● COMPLETE O SEGUINTE
1. Liste, na ordem em que aparecem, as informações sobre a editora do livro registradas no texto extraído.
2. Segundo o texto extraído, que título para a seção foi cogitado e não adotado?

● TEXTO EXTRAÍDO
* * * * *
10 de nov. de 2017

MILLÔR EM PEDACINHOS - US FORA DA LEI NUM TÃO CUM NADA

Já deve estar bastante claro que Millôr está entre os meus preferidos. Leio e releio a mesma coisa.
Resolvi, então, criar uma seção neste blog, dedicada a compartilhar excertos de textos e alguns quadrinhos. A fonte comum dos pedacinhos que pretendo compartilhar é o livro "O MUNDO VISTO DAQUI (PRAÇA GENERAL OSÓRIO) 1980 - 1983, autoria de Millôr, claro. A atualidade dos textos justifica revê-los, ainda que parcialmente.
Mas os curiosos, os admiradores provavelmente poderão encontrar o livro, para conhecerem a íntegra: AGIR EDITORA LTDA, Rua Nova Jerusalém 345 - Bonsucesso - Rio de Janeiro - CEP 21042-235 - Fone (21)3882-8200 (dados constantes do livro, não sei se atuais).
Poderia ter adotado o título da seção como "Millôr em Excertos". Ficaria muito pedante e o Millôr quase que só transita por esse terreno quando parte para a ironia.
* * * * *
● DADOS FORNECIDOS
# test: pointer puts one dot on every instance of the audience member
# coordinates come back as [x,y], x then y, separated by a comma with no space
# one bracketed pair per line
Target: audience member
* * * * *
● CONJUNTO DE RESPOSTAS
1.
- AGIR EDITORA LTDA
- Rua Nova Jerusalém 345
- Bonsucesso
- Rio de Janeiro
- CEP 21042-235
- Fone (21)3882-8200

2. "Millôr em Excertos".